▶ _Texto del ejercicio_:
____________________

A cada entrega de Bond le corresponde un villano de altura, con un plan siniestro y destructivo. En esta ocasión el malo malísimo es Goldfinger al que interpreta Gert Fröbe, actor alemán cuya juventud coincide con el auge del nazismo, del que termina desvinculándose hasta el punto de ayudar a huir a dos judíos de las manos sucias de la Gestapo. Primero violinista, tuvo más tarde su experiencia en el teatro y en el cabaret, hasta encontrar su lugar en el cine. Antes de Goldfinger, interpretó al despiadado asesino de niños de El cebo, aquella magistral rara avis del cine español que dirigió el húngaro Ladislao Vajda, basándose en una novela de Friedrich Dürrenmatt. Los productores de Bond, Saltzman y Broccoli, claves para entender el fenómeno, fijaron su atención en Fröbe e incluso le pagaron más que a Connery, cosa que al actor no le sentó nada bien, marcando a partir de ahí su progresivo distanciamiento con el personaje que le dio fama. En Sin tiempo para morir la villanía viene de la mano de Rami Malek, que aquí no se arranca por “Bohemian Rhapsody”, aunque ya es inevitable verle y pensar en su espléndido Freddy Mercury.

____________________

▶ _Ejercicios_:
(a) Según el texto sobre los villanos de Bond, ¿quién dirigió El cebo?
(b) Prolonga el texto sobre los villanos de Bond a partir de su última oración.
El material que aparece a continuación es independiente del texto.

▶ _Datos sin procesar_:

____________________

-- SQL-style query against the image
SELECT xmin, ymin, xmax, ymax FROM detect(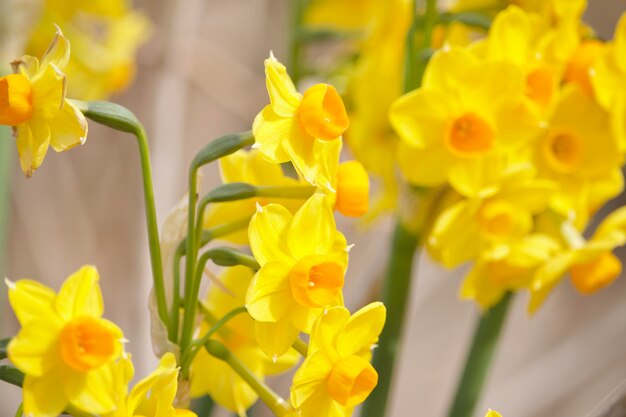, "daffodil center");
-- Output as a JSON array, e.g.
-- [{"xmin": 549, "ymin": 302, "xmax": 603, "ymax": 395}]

____________________

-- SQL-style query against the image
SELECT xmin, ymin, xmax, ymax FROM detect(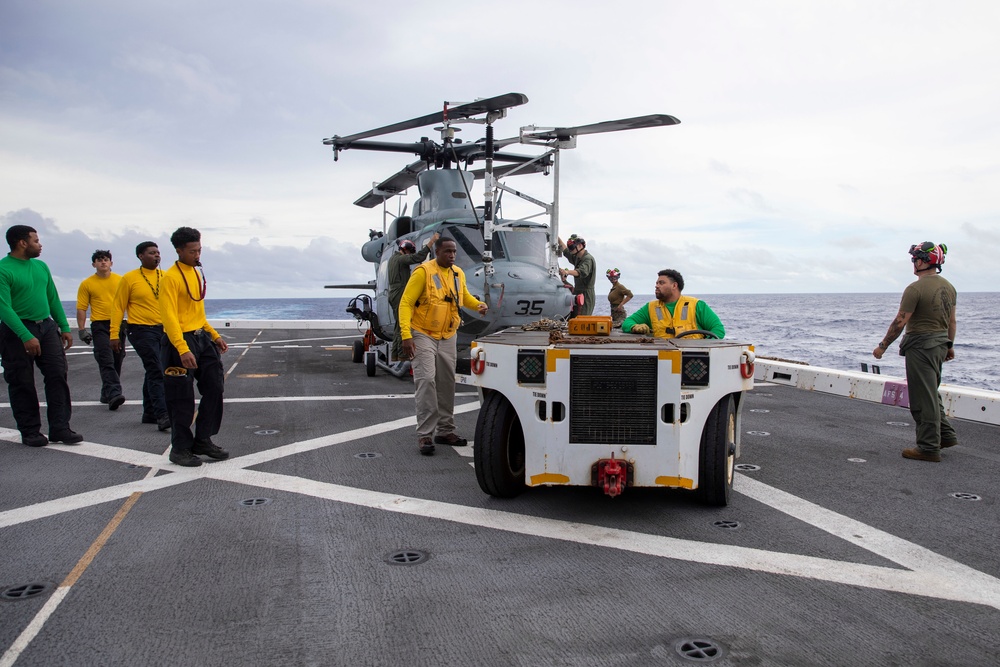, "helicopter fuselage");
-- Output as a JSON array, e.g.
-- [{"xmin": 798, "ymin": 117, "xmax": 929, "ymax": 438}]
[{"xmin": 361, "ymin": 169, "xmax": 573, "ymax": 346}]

____________________

▶ _Respuestas en orden_:
(a) El húngaro Ladislao Vajda.

(b)
En Goldfinger Bond-Connery desdeña de Los Beatles y se enfrenta al peculiar guardaespaldas de Goldfinger, de nombre Oddjob interpretado por Harold Sakata y que usa su sombrero como arma homicida. También hacen acto de presencia las despampanantes chicas Bond, azote de la nueva inquisición revisionista que solo verán en la mirada de la saga Bond a la mujer una reprobable muestra de cosificación. Pero habrá que analizar las cosas en su contexto y disfrutar, pese a todo, revisionistas pelmazos sin sotanas al margen, del espectáculo que nos brinda una película de evasión como James Bond contra Goldfinger, muy bien rodada por Hamilton.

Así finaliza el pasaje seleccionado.